Federal Court Decisions

Decision Information

Decision Content

 

Date: 20071123

Docket: T-2194-03

Citation: 2007 FC 1231

BETWEEN:

SAWRIDGE BAND

Applicant

and

 

THE MINISTER OF INDIAN AFFAIRS

AND NORTHERN DEVELOPMENT

Respondent

 

REASONS FOR ORDER

GIBSON J.

 

INTRODUCTION

[1]               These reasons follow the hearing on the 6th of November, 2007 of an application under section 44 of the Access to Information Act[1]for review of a decision on behalf of the Minister of Indian Affairs and Northern Development (the “Respondent”) to disclose to a requester, a member of the Sawridge Band, (the “requester”) information in the possession of the Respondent provided to the Respondent by the Applicant.  The decision at issue is dated the 3rd of November, 2003 and was disclosed to the Sawridge Band (the “Applicant”) on the 7th of November, 2003.

 

[2]               Subsection 44(1) of the Access to Information Act (the “Act”) reads as follows:

44. (1) Any third party to whom the head of a government institution is required under paragraph 28(1)(b) or subsection 29(1) to give a notice of a decision to disclose a record or a part thereof under this Act may, within twenty days after the notice is given, apply to the Court for a review of the matter.

 

44. (1) Le tiers que le responsable d’une institution fédérale est tenu, en vertu de l’alinéa 28(1)b) ou du paragraphe 29(1), d’aviser de la communication totale ou partielle d’un document peut, dans les vingt jours suivant la transmission de l’avis, exercer un recours en révision devant la Cour.

 

 

It was not in dispute that the Applicant was entitled to bring this matter before the Court.

 

PRELIMINARY ISSUE

[3]               Counsel for the Respondent urges that Her Majesty the Queen is not a proper party to this proceeding and that the style of cause should be amended to remove Her Majesty the Queen in Right of Canada from the style of cause and that the designation “Minister of Indian and Northern Affairs” should be amended to read “Minister of Indian Affairs and Northern Development.”  Counsel for the Applicant did not oppose this amendment to the style of cause.  The style of cause has been so amended on these Reasons and will be so amended on the Order disposing of this Application.
────
**PROBLEM DESCRIPTION**
List every short name that the court decision above defines within parentheses, together with what each one refers to.

**RECORDED INFORMATION**
────
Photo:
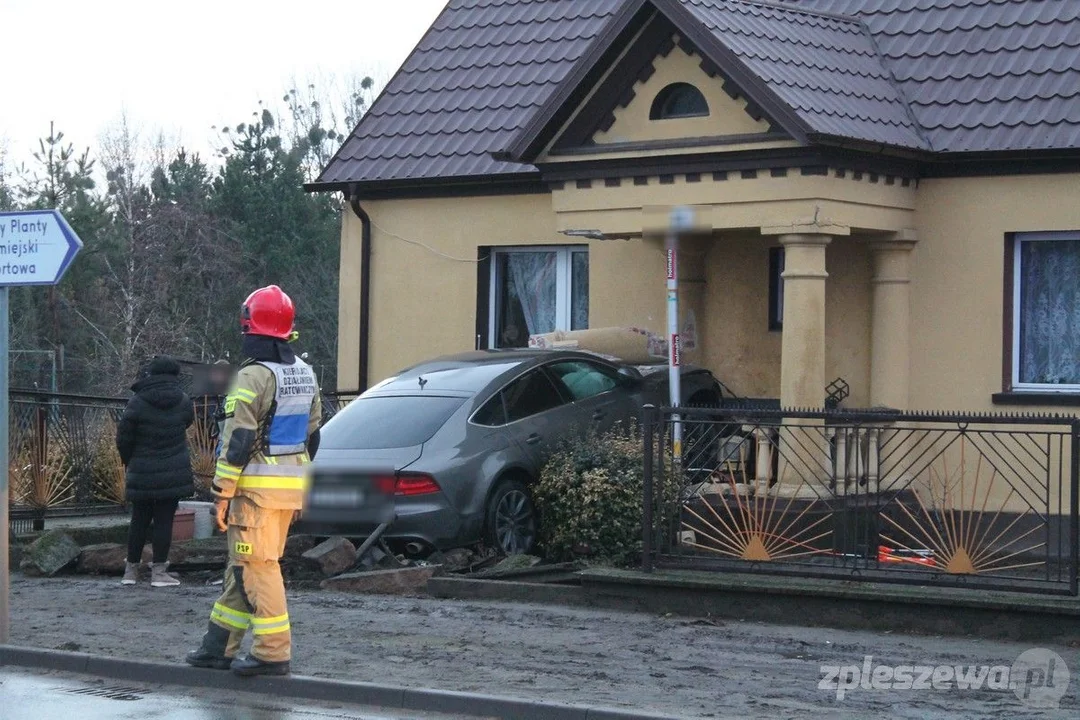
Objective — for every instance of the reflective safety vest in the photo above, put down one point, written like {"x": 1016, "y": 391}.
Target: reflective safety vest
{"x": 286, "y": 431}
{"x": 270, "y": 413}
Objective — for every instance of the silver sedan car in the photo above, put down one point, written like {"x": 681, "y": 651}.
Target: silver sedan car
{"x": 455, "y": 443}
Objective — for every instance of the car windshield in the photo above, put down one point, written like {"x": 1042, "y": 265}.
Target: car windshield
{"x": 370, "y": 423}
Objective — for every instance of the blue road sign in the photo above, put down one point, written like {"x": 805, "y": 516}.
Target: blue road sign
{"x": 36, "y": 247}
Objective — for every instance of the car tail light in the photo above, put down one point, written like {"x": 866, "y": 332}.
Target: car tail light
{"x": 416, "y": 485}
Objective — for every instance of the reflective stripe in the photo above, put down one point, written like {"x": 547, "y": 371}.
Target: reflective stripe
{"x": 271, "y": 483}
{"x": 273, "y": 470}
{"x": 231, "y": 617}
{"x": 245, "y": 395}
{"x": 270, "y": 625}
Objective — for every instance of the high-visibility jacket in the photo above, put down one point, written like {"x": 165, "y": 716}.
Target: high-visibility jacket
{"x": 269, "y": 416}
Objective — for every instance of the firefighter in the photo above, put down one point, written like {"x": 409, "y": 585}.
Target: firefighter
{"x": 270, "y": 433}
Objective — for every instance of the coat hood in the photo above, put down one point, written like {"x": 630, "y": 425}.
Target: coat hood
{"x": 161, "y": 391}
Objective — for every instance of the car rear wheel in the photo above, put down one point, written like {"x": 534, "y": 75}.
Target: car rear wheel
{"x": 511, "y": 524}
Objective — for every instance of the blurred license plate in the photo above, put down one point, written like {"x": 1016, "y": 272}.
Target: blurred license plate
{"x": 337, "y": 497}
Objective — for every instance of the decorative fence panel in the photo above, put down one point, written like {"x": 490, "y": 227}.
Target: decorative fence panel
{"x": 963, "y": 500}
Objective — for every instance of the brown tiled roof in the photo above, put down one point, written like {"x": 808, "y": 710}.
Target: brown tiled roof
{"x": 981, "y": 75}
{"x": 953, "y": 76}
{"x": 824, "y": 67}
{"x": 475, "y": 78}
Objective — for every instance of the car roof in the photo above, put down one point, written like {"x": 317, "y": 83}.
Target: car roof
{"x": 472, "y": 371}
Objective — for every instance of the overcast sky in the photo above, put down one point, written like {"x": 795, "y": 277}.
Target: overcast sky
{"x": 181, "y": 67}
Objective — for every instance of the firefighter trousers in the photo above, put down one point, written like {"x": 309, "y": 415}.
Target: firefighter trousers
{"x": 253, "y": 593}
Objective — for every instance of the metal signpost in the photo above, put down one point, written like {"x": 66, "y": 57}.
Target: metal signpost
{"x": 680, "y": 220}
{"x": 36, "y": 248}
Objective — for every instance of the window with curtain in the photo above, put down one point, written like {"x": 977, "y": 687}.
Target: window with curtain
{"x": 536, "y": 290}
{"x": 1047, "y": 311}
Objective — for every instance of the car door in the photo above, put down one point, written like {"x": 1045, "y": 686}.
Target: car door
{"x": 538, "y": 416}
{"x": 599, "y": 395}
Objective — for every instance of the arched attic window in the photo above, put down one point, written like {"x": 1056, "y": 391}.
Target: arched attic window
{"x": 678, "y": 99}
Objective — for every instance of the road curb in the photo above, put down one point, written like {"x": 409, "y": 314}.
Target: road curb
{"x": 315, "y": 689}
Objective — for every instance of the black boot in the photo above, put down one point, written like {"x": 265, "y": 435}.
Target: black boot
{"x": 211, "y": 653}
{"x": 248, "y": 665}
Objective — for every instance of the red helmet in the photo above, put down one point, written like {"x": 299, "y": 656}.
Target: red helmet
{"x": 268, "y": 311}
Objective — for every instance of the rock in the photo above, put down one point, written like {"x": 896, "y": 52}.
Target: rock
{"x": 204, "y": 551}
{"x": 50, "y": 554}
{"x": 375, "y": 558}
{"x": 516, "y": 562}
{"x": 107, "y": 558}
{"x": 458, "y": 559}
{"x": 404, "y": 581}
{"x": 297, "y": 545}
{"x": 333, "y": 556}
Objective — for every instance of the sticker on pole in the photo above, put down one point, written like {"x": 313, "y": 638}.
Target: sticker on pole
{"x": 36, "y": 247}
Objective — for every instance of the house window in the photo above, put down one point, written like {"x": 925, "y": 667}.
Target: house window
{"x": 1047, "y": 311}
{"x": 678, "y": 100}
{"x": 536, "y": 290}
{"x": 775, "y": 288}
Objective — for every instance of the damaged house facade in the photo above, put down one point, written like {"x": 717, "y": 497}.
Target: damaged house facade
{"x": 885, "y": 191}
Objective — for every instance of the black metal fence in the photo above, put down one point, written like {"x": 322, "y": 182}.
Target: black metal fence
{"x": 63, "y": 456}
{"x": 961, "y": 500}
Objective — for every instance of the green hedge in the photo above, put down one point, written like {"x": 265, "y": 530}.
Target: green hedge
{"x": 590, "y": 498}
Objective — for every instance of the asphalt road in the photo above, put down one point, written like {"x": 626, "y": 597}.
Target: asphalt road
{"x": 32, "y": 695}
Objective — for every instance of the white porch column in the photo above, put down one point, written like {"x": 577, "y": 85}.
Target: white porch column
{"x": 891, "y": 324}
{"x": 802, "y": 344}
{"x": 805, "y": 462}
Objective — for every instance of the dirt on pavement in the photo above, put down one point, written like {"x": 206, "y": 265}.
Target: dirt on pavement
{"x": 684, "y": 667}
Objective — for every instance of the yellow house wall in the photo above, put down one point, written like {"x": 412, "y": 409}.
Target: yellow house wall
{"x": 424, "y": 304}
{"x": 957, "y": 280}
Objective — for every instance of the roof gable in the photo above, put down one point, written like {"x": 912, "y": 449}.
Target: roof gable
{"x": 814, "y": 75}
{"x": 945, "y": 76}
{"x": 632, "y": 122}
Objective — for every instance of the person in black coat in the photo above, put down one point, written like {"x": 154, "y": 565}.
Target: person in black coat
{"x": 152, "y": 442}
────
**SOLUTION**
- "Respondent": the Minister of Indian Affairs and Northern Development
- "requester": a member of the Sawridge Band to whom the information was to be disclosed
- "Applicant": the Sawridge Band
- "Act": the Access to Information Act